Full disclosure: I hate United Health Care and have hated them for thirty-five years since they bought out Ocean State Physicians Health Plan and became the second-largest health insurer in Rhode Island in the late 1980s. I think they are predatory and manipulative and leverage market power inappropriately in pursuit of profit, making a critical public health process into a profit-making engine in a way that hurts us all. Years ago, when I was in practice, I begged my partners to drop United because they were costing us money and time that we didn’t have to waste.
That said, I’m still heartbroken by the murder of Brian Thompson, the CEO of United Healthcare, the insurance arm of the United Health Care Group, and also saddened by the character of the huge and vitriolic public response via internet and social media, and by the public response via Op-Ed by Andrew Witty, the CEO of United Health Care Group, which was gutless and incredibly manipulative. But I’m somehow not shocked. This is what happens when you play money games with people’s lives when you conflate profit with the sanctity of human life.

SUPPLIED DATA ▸
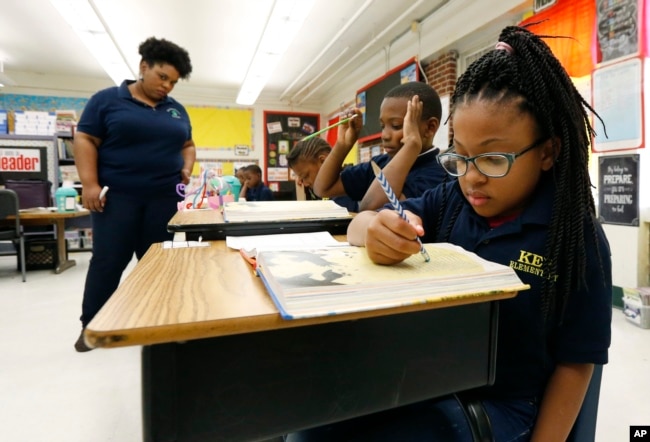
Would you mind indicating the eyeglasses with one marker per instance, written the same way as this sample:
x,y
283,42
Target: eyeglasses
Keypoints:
x,y
491,164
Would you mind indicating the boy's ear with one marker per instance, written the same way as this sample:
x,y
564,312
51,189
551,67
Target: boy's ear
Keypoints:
x,y
550,152
433,124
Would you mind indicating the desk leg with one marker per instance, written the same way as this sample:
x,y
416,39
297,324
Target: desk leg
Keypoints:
x,y
64,262
255,386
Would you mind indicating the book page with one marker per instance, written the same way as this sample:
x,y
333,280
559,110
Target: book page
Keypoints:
x,y
282,241
351,266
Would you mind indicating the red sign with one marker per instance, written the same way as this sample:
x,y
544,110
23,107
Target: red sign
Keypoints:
x,y
20,160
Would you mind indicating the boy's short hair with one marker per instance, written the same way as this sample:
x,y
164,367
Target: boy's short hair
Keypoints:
x,y
254,168
431,106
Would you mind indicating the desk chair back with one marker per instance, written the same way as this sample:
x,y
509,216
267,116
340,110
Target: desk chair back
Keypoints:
x,y
584,428
8,207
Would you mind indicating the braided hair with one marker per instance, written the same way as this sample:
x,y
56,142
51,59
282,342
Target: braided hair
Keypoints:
x,y
523,70
308,150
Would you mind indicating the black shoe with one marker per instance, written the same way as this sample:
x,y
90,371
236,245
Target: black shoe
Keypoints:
x,y
80,345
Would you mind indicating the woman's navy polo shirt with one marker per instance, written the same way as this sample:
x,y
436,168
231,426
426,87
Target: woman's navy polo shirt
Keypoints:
x,y
140,151
525,357
425,174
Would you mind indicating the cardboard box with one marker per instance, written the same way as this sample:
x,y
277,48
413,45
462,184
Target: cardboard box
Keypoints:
x,y
636,312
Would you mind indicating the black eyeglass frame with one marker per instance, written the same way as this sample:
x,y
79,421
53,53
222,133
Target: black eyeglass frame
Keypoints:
x,y
509,156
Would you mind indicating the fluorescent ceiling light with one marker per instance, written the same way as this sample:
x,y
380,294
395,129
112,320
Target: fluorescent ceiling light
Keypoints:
x,y
284,22
87,24
4,79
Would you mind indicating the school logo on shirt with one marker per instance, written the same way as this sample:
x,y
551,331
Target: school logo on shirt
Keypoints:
x,y
175,113
531,263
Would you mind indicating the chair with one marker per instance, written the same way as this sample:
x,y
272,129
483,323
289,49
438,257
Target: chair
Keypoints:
x,y
9,206
584,428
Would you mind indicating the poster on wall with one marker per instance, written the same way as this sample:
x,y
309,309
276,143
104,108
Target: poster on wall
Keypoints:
x,y
618,29
283,131
618,99
618,189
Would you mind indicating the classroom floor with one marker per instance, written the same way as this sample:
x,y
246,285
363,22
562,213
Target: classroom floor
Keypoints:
x,y
50,393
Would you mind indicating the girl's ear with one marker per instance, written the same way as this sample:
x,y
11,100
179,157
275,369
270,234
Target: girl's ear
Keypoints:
x,y
550,152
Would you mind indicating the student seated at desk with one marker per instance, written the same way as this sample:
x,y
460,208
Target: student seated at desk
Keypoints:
x,y
306,159
409,162
254,188
523,198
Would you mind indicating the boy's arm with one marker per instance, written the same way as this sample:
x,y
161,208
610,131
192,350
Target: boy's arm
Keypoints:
x,y
562,400
328,180
400,165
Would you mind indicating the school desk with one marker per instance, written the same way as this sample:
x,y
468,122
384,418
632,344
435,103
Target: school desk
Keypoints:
x,y
44,217
210,225
219,363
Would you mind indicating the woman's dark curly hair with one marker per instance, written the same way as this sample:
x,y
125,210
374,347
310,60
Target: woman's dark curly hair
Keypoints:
x,y
154,50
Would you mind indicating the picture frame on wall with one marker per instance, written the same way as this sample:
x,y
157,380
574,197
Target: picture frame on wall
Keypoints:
x,y
618,99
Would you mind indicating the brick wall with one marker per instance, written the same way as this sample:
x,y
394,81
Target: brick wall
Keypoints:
x,y
441,73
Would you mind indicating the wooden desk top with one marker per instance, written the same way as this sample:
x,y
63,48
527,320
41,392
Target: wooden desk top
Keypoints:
x,y
196,217
191,293
47,214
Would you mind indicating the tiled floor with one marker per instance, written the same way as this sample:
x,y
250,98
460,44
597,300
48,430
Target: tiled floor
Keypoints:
x,y
50,393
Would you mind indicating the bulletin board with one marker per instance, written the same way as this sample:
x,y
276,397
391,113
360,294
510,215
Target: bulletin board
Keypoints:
x,y
618,99
618,189
282,130
221,128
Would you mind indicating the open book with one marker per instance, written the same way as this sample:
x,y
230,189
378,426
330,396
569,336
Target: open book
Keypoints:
x,y
326,281
272,211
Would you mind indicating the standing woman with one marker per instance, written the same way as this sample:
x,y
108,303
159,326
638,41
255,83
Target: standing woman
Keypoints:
x,y
136,140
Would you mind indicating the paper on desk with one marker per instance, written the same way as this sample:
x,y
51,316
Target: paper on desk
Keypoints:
x,y
283,241
184,244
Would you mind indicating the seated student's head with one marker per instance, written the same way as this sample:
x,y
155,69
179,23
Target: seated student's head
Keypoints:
x,y
306,158
393,110
252,175
239,173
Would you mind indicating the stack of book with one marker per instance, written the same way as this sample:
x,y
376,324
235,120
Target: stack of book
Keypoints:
x,y
257,211
336,280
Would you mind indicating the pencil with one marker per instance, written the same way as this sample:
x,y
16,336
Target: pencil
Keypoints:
x,y
392,198
345,120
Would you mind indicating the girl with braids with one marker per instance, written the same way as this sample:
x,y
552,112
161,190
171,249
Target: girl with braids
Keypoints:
x,y
306,159
521,138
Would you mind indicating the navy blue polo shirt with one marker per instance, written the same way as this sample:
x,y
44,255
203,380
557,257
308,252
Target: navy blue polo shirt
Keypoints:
x,y
140,151
525,355
425,174
259,193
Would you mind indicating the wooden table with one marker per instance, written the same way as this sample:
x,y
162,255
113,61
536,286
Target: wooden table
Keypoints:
x,y
219,363
42,217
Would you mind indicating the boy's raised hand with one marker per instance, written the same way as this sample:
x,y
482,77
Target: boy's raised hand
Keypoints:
x,y
411,131
390,239
349,132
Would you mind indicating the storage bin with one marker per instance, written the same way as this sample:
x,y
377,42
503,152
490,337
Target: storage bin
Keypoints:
x,y
40,255
636,312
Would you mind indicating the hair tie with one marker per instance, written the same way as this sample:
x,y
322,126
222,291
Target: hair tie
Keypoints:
x,y
504,47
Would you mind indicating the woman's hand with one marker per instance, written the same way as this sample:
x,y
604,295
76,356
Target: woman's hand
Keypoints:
x,y
90,198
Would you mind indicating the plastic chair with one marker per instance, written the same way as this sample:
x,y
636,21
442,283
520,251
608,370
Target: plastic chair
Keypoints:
x,y
584,428
9,206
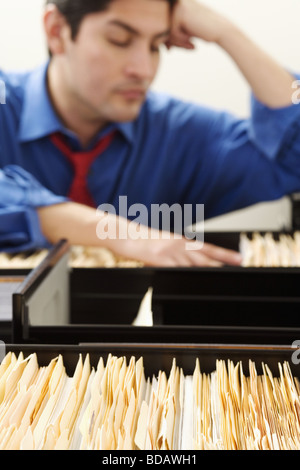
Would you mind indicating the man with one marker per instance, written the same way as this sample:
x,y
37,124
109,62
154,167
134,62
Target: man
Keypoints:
x,y
92,98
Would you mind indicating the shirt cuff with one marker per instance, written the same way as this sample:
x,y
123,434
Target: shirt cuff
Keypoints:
x,y
271,129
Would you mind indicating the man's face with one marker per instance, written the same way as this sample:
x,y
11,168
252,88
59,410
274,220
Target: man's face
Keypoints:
x,y
114,58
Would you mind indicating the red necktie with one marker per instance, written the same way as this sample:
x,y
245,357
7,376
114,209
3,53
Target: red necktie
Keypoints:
x,y
81,162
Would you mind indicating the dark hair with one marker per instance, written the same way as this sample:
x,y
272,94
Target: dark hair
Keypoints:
x,y
75,10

EXERCISE OBJECTIVE ▸
Please reproduce, word for word, the entire passage above about United Health Care and the murder of Brian Thompson.

EXPECTED ANSWER ▸
Full disclosure: I hate United Health Care and have hated them for thirty-five years since they bought out Ocean State Physicians Health Plan and became the second-largest health insurer in Rhode Island in the late 1980s. I think they are predatory and manipulative and leverage market power inappropriately in pursuit of profit, making a critical public health process into a profit-making engine in a way that hurts us all. Years ago, when I was in practice, I begged my partners to drop United because they were costing us money and time that we didn’t have to waste.
That said, I’m still heartbroken by the murder of Brian Thompson, the CEO of United Healthcare, the insurance arm of the United Health Care Group, and also saddened by the character of the huge and vitriolic public response via internet and social media, and by the public response via Op-Ed by Andrew Witty, the CEO of United Health Care Group, which was gutless and incredibly manipulative. But I’m somehow not shocked. This is what happens when you play money games with people’s lives when you conflate profit with the sanctity of human life.